> **EXCERPTED TEXT**:
* start *

Outside of robotics, he plays soccer and skis. He also tried Ultimate Frisbee as a sophomore. Along with robotics, his favorite classes are history classes.
Lily Downing, a senior at Skyline High School, started competing on robotics teams in third grade, then joined the Innovation Center’s robotics leadership team as a sophomore. The team sets up the fields, displays and technology at every robotics tournament hosted by the school district, then runs the tournaments. Downing is one of the certified head referees and was invited to referee at the VEX World championship.
“It’s a lot of work, but it’s really fun and really rewarding,” she said. “You get to see all the kids and all the robots they’ve been building. It’s really fun to see how excited the kids are to be there.”
Along with working at robotics tournaments on the weekends from October through March, she volunteered at Timberline PK-8, Columbine Elementary and Rocky Mountain Elementary to help with their robotics programs.
“I help with the basics, how to program, how to drive,” she said. “A lot of it is teaching the kids how to problem solve without just giving them the answers.”
She said her work with younger students is a way to share all the skills she learned through robotics, from programming to talking to judges to building a robot from scratch.
“It’s really rewarding to see all the kids have all these opportunities,” she said.
As much as she has loved robotics, she’s going in a different direction for college. She will attend the University of Colorado Boulder’s Leeds Honors Program and plans to get a bachelor’s degree in business marketing with a minor in astronomy, followed by a master’s in business marketing.
“I’m still trying to figure out what I want to do as a job, but business has such a broad variety of things I can do,” she said. “I am very ready for my next step. I cannot wait to go and move on to college.”
Quinn Sharp, a senior at Niwot High, used his time at the Innovation Center to explore the world of drones. As a freshman, he and a classmate were asked to develop and teach an introduction to drones class for the Innovation Center’s summer program. They created foam drone-building kits that they’re still using and will spend this summer teaching other high school students how to run the classes.

* end *

> **DATASET ENTRIES**:
* start *

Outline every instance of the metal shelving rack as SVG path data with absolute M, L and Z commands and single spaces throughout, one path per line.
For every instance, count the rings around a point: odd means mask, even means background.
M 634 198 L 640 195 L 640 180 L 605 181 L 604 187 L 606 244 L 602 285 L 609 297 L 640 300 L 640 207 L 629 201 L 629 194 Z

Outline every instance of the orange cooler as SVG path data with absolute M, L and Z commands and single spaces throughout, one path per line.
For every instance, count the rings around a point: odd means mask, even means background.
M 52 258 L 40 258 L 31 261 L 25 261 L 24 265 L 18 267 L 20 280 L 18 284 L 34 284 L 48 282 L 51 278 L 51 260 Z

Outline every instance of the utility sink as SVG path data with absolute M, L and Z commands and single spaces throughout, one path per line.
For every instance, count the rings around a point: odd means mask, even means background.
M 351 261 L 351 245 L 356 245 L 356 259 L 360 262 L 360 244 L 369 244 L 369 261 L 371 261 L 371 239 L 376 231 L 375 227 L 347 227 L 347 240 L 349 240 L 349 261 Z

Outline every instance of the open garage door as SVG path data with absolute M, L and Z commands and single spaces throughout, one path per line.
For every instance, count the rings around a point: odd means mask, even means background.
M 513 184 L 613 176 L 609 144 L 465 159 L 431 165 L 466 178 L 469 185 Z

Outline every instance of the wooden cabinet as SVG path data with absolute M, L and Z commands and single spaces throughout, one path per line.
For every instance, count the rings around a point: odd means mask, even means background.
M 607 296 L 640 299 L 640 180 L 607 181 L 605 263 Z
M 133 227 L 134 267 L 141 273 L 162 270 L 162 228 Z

* end *
* start *

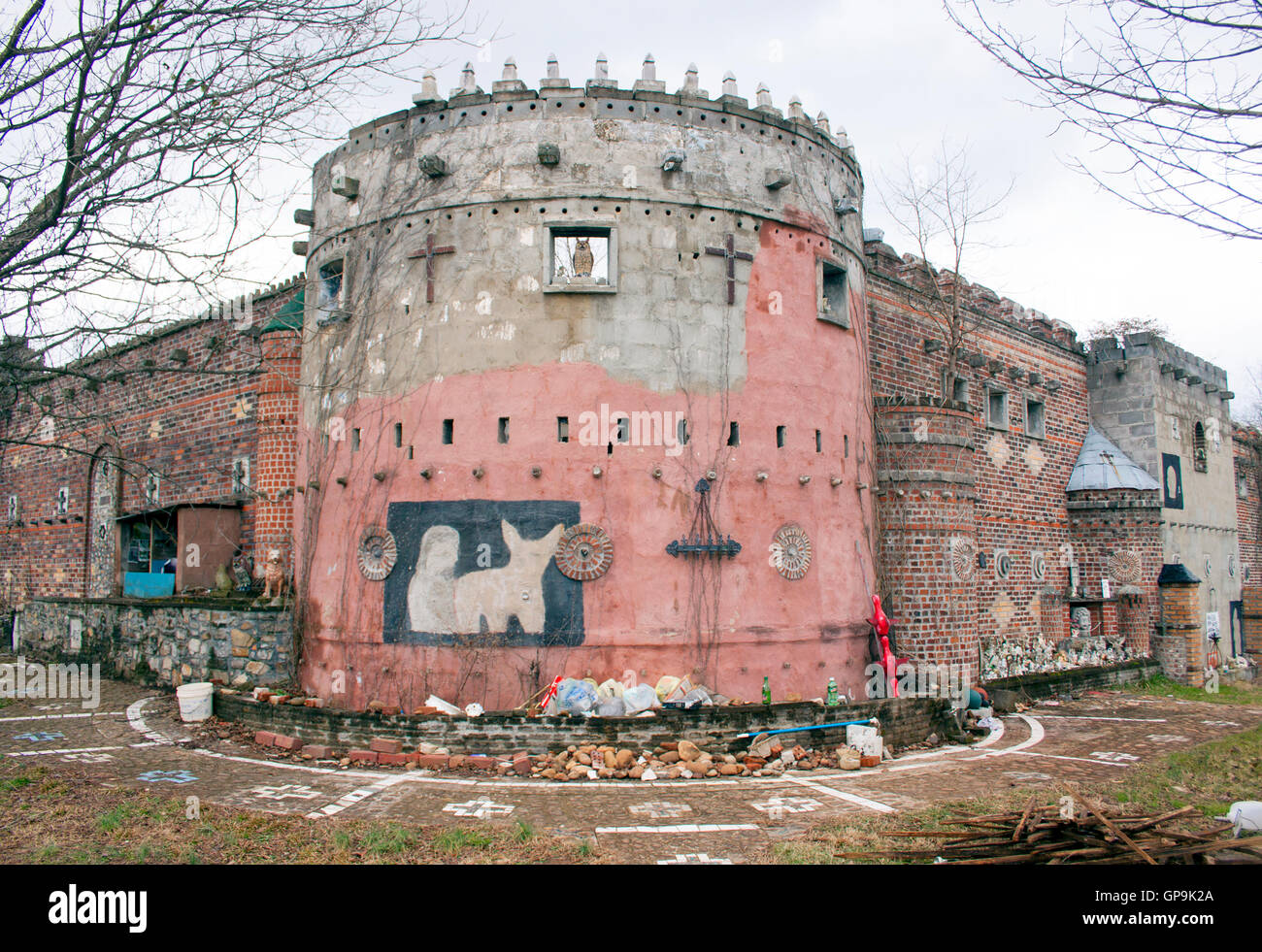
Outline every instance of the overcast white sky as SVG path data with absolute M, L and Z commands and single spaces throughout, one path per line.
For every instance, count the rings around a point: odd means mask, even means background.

* end *

> **WORK REQUIRED**: Write a continuation of the article about Innovation Center students that picks up after its last sentence. The records that come after the article have nothing to do with it.

> **OUTPUT FOR THIS TASK**:
“It’s cool to see how excited kids get about building something that flies,” he said.
He earned his drone pilot license and leads flight operations on the aeronautics team. His main jobs are planning flights, including securing FAA approvals, and flying missions. Along with flying drones for construction and real estate companies, the aeronautics team provides drone flights for other Innovation Center teams.
“Here, you get all this respect and responsibility and training,” he said. “It’s comparable to getting job experience early on. It leads to opportunities beyond just being a St. Vrain student. I had an internship last summer and I got a job offer for this summer.”
Sharp said flying in the foothills and mountains is his favorite type of mission. A recent assignment was to capture ecological changes near Lyons for an Innovation Center team that worked on a fish release project.
“It’s cool to see different areas,” he said. “You can check out canyons and valleys that you otherwise wouldn’t get to see.”
Along with his work at the Innovation Center, he was part of the International Baccalaureate diploma program at Niwot High and was the vice president of the school’s March for Our Lives club.
In the fall, he will attend the University of Colorado Boulder, where he’s planning to major in aerospace engineering. He wants to focus on how humans interact with space, with a goal of helping build the places where astronauts live.
“Over the past year, everything has come together,” he said. “It’s been a good experience.”